_RECORDS SHOWN_
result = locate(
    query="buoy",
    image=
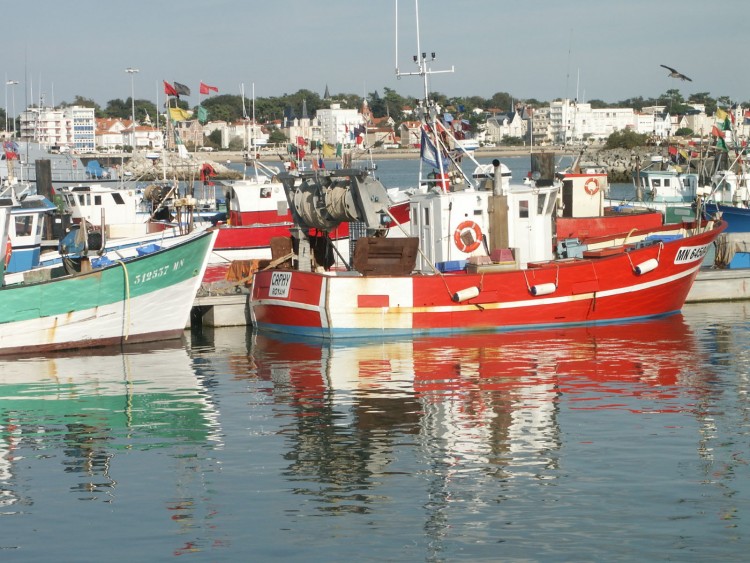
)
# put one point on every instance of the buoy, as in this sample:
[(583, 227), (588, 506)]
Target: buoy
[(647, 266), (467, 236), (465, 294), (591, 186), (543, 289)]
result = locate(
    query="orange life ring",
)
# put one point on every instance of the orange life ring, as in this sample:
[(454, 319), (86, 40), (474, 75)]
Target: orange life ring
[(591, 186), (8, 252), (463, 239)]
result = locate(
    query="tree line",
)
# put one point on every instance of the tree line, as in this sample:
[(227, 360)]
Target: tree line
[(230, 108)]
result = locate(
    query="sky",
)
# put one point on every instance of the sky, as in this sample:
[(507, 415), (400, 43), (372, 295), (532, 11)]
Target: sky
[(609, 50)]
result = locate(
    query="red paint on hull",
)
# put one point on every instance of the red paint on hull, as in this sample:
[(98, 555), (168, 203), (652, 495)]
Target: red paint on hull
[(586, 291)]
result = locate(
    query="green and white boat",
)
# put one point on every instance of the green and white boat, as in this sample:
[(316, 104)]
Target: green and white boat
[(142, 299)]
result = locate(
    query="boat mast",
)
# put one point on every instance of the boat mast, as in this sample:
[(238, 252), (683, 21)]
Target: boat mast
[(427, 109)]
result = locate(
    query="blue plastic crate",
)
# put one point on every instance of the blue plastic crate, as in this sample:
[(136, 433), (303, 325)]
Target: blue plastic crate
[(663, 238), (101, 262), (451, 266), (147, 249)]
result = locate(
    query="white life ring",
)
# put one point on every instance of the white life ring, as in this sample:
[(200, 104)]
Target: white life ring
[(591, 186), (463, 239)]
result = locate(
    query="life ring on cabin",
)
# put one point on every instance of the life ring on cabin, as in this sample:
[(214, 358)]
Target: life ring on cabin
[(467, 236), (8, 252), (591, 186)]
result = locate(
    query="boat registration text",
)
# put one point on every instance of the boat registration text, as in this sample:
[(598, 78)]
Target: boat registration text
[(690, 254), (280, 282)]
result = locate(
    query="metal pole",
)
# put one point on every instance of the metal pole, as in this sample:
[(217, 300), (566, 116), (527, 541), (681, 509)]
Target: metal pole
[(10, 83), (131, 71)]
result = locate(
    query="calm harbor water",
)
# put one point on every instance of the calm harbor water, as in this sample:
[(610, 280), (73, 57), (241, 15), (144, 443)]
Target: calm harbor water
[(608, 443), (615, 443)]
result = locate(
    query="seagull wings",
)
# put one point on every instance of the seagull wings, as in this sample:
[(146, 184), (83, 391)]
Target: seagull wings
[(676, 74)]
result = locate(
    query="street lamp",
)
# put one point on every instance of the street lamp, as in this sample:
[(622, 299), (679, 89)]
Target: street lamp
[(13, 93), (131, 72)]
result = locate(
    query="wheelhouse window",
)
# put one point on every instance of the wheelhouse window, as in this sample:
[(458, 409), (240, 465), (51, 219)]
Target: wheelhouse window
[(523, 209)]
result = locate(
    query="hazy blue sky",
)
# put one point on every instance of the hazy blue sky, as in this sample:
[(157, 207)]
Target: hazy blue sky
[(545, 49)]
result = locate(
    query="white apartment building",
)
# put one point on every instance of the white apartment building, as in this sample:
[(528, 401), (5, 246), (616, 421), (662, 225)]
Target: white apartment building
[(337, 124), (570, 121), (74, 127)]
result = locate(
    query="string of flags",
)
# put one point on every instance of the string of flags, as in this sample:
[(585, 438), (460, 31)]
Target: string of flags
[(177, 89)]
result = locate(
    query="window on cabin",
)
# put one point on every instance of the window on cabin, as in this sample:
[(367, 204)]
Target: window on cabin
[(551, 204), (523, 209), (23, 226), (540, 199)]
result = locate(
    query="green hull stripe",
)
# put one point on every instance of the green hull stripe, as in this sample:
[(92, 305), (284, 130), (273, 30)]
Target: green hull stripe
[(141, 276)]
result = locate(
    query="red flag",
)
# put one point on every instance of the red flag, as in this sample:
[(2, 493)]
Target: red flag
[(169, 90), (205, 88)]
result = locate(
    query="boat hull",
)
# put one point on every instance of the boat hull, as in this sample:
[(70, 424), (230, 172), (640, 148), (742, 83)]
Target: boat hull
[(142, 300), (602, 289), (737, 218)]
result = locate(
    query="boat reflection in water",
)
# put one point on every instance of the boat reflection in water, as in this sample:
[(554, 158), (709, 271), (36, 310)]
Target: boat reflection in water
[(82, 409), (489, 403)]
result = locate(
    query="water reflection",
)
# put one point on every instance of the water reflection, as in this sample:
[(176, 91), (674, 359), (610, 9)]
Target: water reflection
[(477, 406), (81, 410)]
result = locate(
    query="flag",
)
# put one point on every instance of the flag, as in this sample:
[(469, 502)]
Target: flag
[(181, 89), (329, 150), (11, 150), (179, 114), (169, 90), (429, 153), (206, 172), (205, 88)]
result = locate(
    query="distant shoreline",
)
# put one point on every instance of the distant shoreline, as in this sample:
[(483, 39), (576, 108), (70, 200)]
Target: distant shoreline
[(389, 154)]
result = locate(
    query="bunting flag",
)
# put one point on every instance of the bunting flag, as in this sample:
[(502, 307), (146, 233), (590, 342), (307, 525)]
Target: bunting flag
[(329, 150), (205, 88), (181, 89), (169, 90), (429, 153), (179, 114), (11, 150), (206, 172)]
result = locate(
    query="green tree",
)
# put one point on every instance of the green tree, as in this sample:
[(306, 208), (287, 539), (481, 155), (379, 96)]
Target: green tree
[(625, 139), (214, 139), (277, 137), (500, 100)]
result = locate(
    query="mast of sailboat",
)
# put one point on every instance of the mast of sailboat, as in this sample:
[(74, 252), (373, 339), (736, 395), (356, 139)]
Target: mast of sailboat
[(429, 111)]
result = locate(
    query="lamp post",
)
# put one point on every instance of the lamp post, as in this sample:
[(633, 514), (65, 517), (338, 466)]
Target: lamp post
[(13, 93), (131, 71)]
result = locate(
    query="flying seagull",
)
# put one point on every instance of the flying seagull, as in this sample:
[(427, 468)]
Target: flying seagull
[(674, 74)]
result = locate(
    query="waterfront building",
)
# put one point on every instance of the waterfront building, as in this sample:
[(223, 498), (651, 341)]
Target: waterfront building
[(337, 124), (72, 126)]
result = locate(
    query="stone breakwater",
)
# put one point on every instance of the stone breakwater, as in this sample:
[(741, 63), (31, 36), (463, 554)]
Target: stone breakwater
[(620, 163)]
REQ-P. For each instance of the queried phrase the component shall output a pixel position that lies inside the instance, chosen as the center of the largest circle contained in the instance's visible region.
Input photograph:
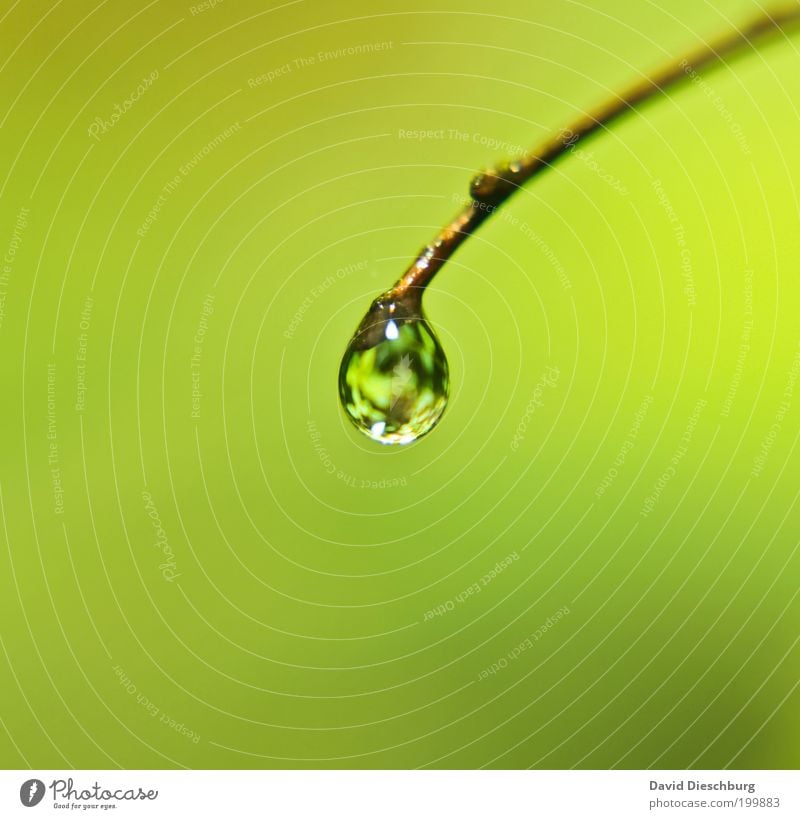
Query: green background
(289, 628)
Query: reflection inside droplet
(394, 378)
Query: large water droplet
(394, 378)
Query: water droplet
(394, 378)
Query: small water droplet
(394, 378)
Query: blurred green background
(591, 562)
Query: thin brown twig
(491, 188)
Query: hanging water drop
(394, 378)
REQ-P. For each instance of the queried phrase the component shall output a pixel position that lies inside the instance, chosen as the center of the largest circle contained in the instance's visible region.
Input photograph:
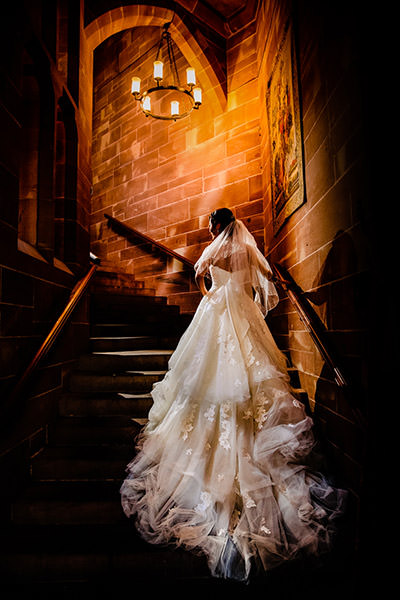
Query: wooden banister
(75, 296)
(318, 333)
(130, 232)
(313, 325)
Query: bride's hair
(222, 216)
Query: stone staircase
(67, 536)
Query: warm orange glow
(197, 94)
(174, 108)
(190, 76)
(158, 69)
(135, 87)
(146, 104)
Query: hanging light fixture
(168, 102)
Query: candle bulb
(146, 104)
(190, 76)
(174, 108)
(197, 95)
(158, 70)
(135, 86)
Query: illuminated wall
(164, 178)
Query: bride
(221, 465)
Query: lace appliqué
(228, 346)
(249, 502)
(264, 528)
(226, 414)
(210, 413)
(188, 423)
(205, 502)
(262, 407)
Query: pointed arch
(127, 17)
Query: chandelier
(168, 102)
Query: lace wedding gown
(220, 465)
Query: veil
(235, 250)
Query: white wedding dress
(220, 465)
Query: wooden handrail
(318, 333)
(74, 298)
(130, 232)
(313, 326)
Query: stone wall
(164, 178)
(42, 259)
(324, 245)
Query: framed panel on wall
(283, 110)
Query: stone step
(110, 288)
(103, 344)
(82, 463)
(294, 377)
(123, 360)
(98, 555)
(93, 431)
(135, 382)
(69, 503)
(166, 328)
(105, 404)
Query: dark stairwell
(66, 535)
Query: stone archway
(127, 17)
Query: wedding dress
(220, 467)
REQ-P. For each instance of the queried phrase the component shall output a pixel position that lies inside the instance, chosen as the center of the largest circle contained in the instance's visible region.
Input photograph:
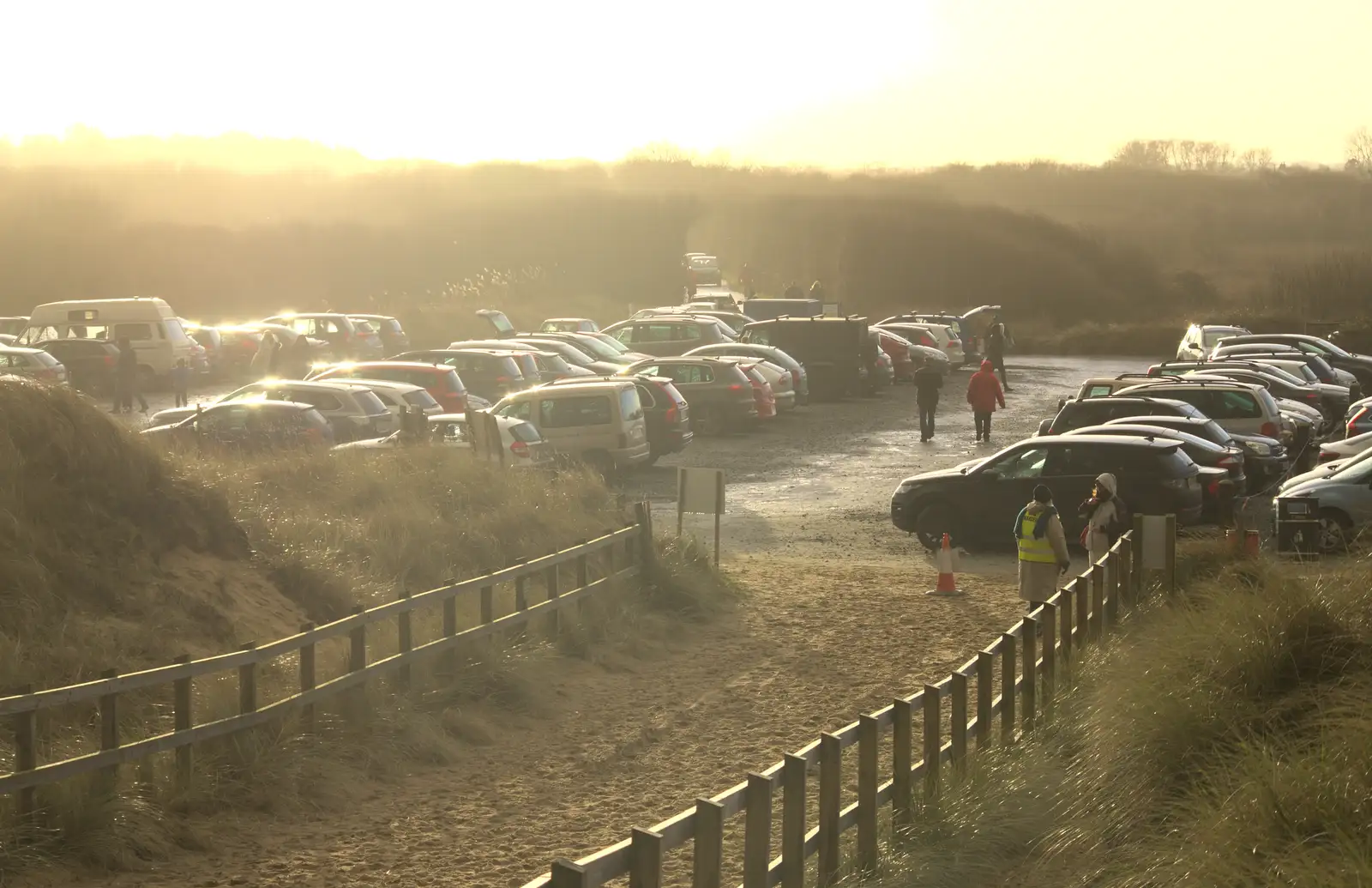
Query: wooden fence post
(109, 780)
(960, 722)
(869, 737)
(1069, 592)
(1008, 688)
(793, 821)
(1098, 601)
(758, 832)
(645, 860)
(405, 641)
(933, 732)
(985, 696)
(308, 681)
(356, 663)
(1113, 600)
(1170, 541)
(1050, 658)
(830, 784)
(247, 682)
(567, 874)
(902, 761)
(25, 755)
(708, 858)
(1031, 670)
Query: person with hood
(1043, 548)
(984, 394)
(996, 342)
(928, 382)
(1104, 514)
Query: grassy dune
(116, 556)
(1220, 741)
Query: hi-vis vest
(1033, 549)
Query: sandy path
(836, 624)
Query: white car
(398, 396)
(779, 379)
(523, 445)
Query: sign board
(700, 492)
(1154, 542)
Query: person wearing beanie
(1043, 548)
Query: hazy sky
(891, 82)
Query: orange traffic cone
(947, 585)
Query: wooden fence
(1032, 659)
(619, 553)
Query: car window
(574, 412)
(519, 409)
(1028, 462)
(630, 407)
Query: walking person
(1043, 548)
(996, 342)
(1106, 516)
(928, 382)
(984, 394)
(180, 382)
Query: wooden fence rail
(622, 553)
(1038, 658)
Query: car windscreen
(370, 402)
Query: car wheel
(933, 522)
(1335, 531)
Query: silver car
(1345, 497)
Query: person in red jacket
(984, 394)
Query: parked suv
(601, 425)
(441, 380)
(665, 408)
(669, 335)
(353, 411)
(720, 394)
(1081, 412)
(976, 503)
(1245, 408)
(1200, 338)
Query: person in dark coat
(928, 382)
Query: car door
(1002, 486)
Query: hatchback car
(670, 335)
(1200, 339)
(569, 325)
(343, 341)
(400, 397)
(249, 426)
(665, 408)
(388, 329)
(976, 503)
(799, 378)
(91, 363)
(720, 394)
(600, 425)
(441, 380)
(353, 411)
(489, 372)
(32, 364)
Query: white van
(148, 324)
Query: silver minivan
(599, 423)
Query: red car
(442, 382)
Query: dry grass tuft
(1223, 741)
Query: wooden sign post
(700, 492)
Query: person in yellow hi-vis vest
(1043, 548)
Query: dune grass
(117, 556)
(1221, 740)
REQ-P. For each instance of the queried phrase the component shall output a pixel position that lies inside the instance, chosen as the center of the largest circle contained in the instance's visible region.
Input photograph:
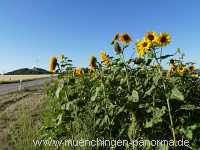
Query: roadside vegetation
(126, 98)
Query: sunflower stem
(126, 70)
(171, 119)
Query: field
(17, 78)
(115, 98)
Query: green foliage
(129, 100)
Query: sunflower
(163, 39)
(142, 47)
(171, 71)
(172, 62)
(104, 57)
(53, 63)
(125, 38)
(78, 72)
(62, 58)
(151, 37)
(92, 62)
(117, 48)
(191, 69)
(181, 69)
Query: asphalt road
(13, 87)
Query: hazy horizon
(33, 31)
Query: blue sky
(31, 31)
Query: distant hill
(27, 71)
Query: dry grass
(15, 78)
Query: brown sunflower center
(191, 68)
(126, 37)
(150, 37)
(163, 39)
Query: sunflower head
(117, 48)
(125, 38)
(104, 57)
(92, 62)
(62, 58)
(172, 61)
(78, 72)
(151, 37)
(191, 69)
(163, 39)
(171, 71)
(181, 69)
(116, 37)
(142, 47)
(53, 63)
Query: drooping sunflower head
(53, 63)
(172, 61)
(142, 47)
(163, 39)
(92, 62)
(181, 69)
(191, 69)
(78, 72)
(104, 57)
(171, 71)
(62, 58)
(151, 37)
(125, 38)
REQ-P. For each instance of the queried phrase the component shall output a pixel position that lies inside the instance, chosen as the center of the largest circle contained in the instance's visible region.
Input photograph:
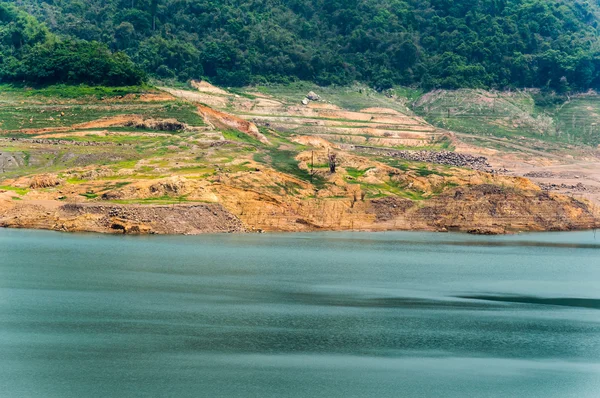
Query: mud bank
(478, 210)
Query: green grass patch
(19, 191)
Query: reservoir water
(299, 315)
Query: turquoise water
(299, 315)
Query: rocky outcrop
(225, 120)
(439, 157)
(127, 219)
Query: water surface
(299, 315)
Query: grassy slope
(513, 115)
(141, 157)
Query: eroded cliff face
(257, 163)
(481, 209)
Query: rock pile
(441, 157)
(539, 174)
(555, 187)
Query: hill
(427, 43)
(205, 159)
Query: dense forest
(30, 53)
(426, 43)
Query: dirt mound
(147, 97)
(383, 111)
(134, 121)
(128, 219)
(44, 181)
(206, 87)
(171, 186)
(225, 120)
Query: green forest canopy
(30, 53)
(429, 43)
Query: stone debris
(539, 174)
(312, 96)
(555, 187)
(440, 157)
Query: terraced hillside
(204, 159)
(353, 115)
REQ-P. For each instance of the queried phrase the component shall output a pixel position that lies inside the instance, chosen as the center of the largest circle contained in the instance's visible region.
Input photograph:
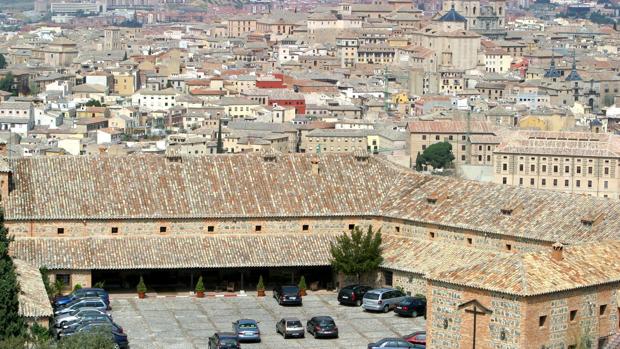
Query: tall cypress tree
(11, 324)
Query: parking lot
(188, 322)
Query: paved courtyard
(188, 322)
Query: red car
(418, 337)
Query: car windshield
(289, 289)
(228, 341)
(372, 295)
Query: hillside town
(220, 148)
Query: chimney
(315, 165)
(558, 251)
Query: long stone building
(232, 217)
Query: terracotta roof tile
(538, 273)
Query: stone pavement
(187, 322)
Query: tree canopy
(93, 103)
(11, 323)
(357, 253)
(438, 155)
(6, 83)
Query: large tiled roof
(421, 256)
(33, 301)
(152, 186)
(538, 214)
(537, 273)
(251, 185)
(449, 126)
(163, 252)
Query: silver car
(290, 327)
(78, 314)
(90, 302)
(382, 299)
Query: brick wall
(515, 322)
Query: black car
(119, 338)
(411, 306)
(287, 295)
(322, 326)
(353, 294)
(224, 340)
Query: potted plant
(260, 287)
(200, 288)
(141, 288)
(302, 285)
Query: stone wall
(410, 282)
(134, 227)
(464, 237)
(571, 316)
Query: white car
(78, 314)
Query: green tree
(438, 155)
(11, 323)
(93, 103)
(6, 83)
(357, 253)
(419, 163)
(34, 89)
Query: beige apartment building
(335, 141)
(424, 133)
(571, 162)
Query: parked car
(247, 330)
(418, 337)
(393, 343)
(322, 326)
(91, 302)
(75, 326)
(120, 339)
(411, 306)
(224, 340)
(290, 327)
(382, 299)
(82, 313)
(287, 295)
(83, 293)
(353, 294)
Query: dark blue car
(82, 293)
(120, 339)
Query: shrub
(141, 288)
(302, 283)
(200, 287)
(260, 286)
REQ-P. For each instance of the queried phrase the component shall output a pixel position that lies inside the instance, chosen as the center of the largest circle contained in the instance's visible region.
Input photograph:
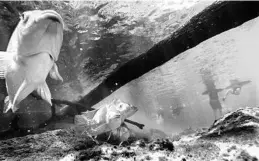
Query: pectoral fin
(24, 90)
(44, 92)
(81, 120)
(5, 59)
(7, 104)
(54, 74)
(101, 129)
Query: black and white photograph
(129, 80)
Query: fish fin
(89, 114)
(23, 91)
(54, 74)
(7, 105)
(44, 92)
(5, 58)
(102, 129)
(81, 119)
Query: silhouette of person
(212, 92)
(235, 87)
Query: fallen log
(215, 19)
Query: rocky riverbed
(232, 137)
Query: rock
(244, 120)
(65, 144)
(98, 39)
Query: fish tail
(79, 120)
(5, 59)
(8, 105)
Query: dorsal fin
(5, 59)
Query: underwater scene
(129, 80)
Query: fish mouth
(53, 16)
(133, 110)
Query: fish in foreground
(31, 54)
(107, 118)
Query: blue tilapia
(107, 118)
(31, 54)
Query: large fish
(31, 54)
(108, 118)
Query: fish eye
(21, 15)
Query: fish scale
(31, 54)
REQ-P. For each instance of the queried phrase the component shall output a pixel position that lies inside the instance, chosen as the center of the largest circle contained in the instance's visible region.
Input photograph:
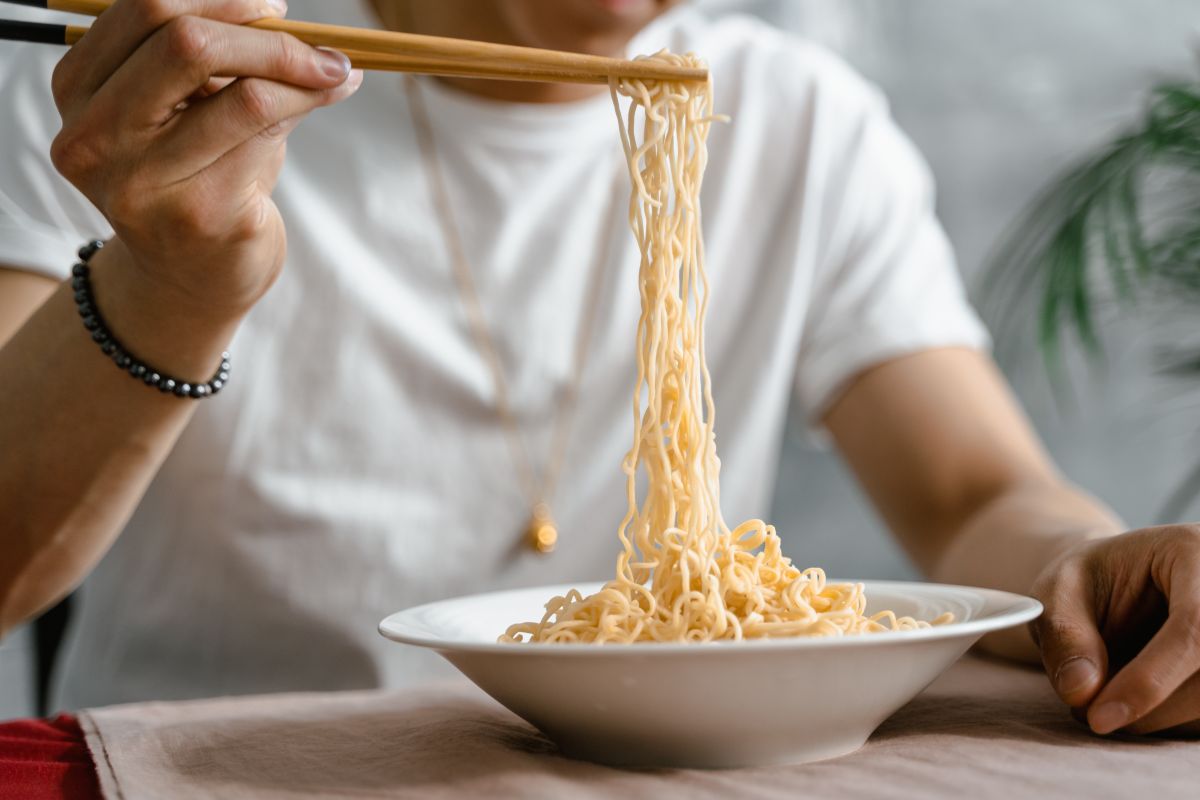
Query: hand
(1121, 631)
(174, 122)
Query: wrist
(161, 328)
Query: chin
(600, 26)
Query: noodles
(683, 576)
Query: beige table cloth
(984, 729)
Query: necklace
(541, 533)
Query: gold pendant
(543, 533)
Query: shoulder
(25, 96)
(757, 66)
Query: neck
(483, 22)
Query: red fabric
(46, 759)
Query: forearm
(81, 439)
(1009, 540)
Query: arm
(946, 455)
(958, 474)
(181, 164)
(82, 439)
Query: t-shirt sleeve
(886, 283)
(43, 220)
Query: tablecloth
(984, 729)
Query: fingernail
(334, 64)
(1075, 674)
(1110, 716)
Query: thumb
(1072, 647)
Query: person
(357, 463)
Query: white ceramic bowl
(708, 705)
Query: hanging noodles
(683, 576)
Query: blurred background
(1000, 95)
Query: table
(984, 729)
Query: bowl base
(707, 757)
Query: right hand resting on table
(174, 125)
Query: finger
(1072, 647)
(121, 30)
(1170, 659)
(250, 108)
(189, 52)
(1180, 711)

_REQUIREMENTS_
Copy nothing outside the span: please output the lines from the one with "Query: fish eye" through the end of the entries above, and skip the pictures.

_RESULT_
Query: fish eye
(21, 15)
Query: fish scale
(31, 54)
REQ-P. For each instance of the queried phrase the component shall output a pixel position that lies inside the instance, chosen as the center of the largest circle contained in the instance's visible region.
Input photograph:
Query: hand
(1121, 631)
(174, 122)
Query: wrist
(161, 328)
Query: chin
(600, 26)
Query: noodles
(683, 576)
Query: beige table cloth
(984, 729)
Query: necklace
(541, 533)
Query: gold pendant
(543, 533)
Query: shoulder
(25, 96)
(757, 66)
Query: neck
(483, 22)
Query: red fabric
(46, 759)
Query: forearm
(81, 439)
(1009, 540)
Query: arm
(946, 455)
(958, 474)
(181, 164)
(82, 439)
Query: t-shirt sleeve
(886, 283)
(43, 220)
Query: tablecloth
(984, 729)
Query: fingernail
(334, 64)
(1075, 674)
(1110, 716)
Query: thumb
(1072, 647)
Query: person
(357, 463)
Query: white ceramic bowl
(708, 705)
Query: hanging noodles
(683, 576)
Query: blurred background
(1000, 95)
Query: table
(984, 729)
Query: bowl base
(707, 757)
Query: right hand resting on table
(174, 125)
Query: finger
(1072, 647)
(121, 30)
(1170, 659)
(250, 108)
(189, 52)
(1180, 711)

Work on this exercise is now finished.